THINGS TO DO ▸
[1] In the article below about China's Mars launch, what type of rocket carried the spacecraft?
[2] Pick up the article below about China's Mars mission and continue it from its last sentence.

SOURCE TEXT ▸
[Start of Attachment]
China yesterday launched its most ambitious Mars mission yet in an attempt to join the US in successfully landing a spacecraft on the planet.
A Long March-5 carrier rocket took off under clear skies at about 12:40pm from Hainan as hundreds of people watched from a beach across the bay from the launch site.
Launch commander Major General Zhang Xueyu (張學宇) announced to cheers in the control room that the rocket was flying normally about 45 minutes later.
Photo: Reuters
“The Mars rover has accurately entered the scheduled orbit,” Zhang said in brief remarks shown live on state broadcaster China Central Television.
It marked the second flight to Mars this week, after a United Arab Emirates orbiter blasted off on a rocket from Japan on Monday.
The US is aiming to launch Perseverance, its most sophisticated Mars rover ever, from Cape Canaveral, Florida, next week.
China’s tandem spacecraft, which has an orbiter and a rover, is expected to take seven months to reach Mars, like the others.
If all goes well, the Tianwen-1 mission, or “quest for heavenly truth,” is to look for underground water, if it is present, as well as evidence of possible ancient life.
This is not China’s first attempt at Mars. In 2011, a Chinese orbiter accompanying a Russian mission was lost when the spacecraft failed to get out of Earth’s orbit after launching from Kazakhstan, eventually burning up in the atmosphere.
[End of Attachment]
Stored dataset items
[Start of Attachment]
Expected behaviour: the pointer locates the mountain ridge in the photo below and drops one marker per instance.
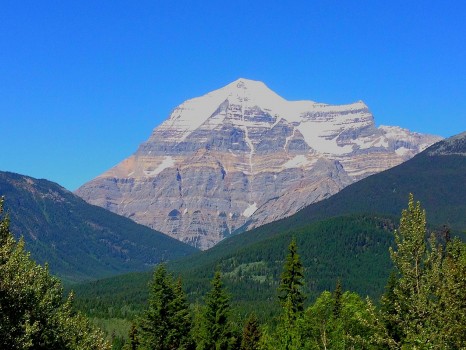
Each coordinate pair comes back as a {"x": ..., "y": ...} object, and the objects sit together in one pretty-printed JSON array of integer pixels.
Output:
[
  {"x": 77, "y": 240},
  {"x": 243, "y": 151}
]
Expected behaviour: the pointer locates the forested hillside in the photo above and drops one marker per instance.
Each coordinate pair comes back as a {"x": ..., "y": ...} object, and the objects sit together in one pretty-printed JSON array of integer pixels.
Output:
[
  {"x": 436, "y": 178},
  {"x": 422, "y": 306},
  {"x": 80, "y": 241}
]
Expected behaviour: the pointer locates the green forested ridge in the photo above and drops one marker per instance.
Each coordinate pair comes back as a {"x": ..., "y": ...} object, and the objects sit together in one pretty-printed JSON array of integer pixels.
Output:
[
  {"x": 33, "y": 314},
  {"x": 354, "y": 248},
  {"x": 423, "y": 306},
  {"x": 436, "y": 178},
  {"x": 78, "y": 240}
]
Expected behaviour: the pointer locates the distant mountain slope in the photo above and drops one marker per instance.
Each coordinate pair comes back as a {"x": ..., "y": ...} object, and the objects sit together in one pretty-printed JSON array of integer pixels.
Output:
[
  {"x": 436, "y": 177},
  {"x": 79, "y": 240},
  {"x": 332, "y": 241},
  {"x": 243, "y": 152},
  {"x": 353, "y": 248}
]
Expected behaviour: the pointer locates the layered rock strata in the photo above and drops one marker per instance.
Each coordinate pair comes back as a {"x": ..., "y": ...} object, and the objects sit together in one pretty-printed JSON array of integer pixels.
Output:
[{"x": 244, "y": 155}]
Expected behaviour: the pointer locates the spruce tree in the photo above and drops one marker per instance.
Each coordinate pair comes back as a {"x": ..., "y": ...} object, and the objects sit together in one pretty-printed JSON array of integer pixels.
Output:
[
  {"x": 337, "y": 300},
  {"x": 292, "y": 281},
  {"x": 251, "y": 334},
  {"x": 216, "y": 330},
  {"x": 166, "y": 324}
]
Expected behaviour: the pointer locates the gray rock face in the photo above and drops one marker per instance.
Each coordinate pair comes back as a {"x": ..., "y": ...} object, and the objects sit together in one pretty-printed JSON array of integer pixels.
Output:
[{"x": 244, "y": 154}]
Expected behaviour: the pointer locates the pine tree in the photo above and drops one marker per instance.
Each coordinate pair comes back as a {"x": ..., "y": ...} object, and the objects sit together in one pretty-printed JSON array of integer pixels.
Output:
[
  {"x": 415, "y": 306},
  {"x": 166, "y": 324},
  {"x": 32, "y": 313},
  {"x": 216, "y": 330},
  {"x": 337, "y": 300},
  {"x": 251, "y": 334},
  {"x": 292, "y": 281}
]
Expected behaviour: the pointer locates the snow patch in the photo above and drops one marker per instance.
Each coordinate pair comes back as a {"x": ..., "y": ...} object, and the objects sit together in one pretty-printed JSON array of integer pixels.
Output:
[
  {"x": 296, "y": 162},
  {"x": 403, "y": 151},
  {"x": 250, "y": 210},
  {"x": 167, "y": 162}
]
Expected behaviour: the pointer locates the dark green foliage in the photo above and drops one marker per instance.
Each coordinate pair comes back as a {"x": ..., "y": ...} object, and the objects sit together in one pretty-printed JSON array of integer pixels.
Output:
[
  {"x": 251, "y": 334},
  {"x": 419, "y": 307},
  {"x": 337, "y": 300},
  {"x": 32, "y": 312},
  {"x": 251, "y": 269},
  {"x": 215, "y": 329},
  {"x": 166, "y": 325},
  {"x": 78, "y": 240},
  {"x": 292, "y": 281}
]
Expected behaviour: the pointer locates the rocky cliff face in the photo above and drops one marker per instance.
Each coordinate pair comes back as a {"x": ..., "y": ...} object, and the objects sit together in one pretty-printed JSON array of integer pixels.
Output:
[{"x": 242, "y": 155}]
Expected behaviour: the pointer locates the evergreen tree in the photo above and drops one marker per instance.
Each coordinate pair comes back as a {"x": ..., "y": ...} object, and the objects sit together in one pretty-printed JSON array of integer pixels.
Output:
[
  {"x": 166, "y": 324},
  {"x": 32, "y": 313},
  {"x": 251, "y": 334},
  {"x": 133, "y": 339},
  {"x": 388, "y": 308},
  {"x": 216, "y": 333},
  {"x": 452, "y": 298},
  {"x": 337, "y": 300},
  {"x": 418, "y": 311},
  {"x": 292, "y": 280}
]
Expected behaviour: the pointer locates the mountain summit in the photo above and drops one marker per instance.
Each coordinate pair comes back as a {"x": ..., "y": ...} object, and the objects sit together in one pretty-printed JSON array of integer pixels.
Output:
[{"x": 243, "y": 154}]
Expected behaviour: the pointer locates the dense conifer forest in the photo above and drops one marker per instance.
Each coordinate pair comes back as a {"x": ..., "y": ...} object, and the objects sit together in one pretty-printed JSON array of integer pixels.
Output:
[{"x": 422, "y": 305}]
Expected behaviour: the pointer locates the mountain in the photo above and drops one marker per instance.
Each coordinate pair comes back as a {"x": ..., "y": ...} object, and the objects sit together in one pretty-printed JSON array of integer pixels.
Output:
[
  {"x": 80, "y": 241},
  {"x": 346, "y": 236},
  {"x": 243, "y": 153},
  {"x": 436, "y": 177}
]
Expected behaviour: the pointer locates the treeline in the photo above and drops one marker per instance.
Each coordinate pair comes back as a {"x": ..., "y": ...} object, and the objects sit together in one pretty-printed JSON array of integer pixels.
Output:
[{"x": 423, "y": 306}]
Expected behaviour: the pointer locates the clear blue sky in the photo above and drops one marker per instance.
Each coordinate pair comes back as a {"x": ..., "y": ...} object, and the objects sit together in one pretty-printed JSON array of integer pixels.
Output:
[{"x": 83, "y": 83}]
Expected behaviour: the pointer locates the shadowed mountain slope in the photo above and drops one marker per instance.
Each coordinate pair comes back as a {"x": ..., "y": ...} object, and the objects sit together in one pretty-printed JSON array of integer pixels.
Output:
[{"x": 80, "y": 241}]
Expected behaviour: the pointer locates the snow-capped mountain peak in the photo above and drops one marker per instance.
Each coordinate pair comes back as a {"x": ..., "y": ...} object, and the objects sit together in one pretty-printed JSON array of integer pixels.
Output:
[{"x": 243, "y": 154}]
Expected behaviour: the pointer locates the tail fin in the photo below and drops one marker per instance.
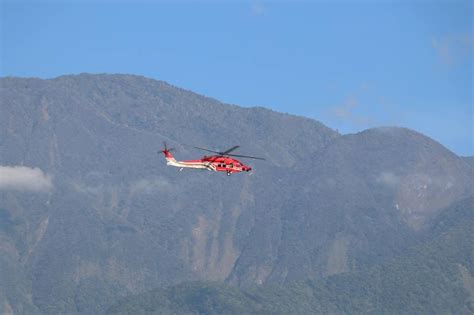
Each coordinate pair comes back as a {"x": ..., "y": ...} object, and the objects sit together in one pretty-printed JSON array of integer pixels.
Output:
[
  {"x": 168, "y": 156},
  {"x": 167, "y": 152}
]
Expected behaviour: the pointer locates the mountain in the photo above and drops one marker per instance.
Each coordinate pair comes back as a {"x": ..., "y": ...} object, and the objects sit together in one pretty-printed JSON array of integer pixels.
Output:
[
  {"x": 433, "y": 277},
  {"x": 107, "y": 218}
]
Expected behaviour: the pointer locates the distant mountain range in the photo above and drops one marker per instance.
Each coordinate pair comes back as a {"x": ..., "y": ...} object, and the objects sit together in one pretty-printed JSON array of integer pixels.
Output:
[{"x": 378, "y": 221}]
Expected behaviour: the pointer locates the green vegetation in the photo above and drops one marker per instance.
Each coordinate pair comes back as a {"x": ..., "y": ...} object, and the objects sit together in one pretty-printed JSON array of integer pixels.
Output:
[{"x": 426, "y": 280}]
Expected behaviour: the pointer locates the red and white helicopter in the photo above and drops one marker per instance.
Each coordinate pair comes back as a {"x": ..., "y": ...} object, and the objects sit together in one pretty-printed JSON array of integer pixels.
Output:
[{"x": 222, "y": 162}]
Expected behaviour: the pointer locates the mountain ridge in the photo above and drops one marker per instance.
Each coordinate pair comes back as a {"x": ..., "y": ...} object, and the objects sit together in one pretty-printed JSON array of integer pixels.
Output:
[{"x": 117, "y": 221}]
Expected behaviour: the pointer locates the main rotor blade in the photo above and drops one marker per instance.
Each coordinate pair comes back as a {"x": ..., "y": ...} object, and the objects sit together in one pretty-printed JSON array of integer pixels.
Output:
[
  {"x": 247, "y": 156},
  {"x": 229, "y": 150},
  {"x": 207, "y": 150}
]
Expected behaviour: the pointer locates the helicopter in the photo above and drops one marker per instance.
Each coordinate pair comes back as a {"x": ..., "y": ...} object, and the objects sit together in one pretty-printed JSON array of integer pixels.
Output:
[{"x": 221, "y": 161}]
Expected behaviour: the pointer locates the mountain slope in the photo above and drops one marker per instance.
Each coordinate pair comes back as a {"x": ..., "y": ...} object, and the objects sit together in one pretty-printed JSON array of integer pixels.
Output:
[
  {"x": 432, "y": 278},
  {"x": 116, "y": 221}
]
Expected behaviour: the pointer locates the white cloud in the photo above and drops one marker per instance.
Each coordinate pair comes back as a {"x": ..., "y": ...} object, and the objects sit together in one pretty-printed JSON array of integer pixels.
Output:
[
  {"x": 453, "y": 49},
  {"x": 389, "y": 179},
  {"x": 24, "y": 179}
]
[End of Attachment]
ANSWERS BY ITEM NUMBER ▸
[1] A Long March-5 carrier rocket.

[2]
This time, China is going at it alone. It also is fast-tracking, launching an orbiter and rover on the same mission instead of stringing them out.
China’s secretive space program has developed rapidly in recent decades.
Yang Liwei (楊利偉) became the first Chinese astronaut in 2003, and last year, Chang’e-4 became the first spacecraft from any country to land on the far side of the moon.
Conquering Mars would put China in an elite club.
“There is a whole lot of prestige riding on this,” said Dean Cheng, an expert on Chinese aerospace programs at the Heritage Foundation in Washington.
Landing on Mars is notoriously difficult. Only the US has successfully landed a spacecraft on Martian soil, doing it eight times since 1976.
NASA’s InSight and Curiosity rovers still operate today.
Six other spacecraft are exploring Mars from orbit: three American, two European and one from India.
Unlike the two other Mars missions launching this month, China has tightly controlled information about the program — even withholding any name for its rover. National security concerns led the US to curb cooperation between NASA and China’s space program.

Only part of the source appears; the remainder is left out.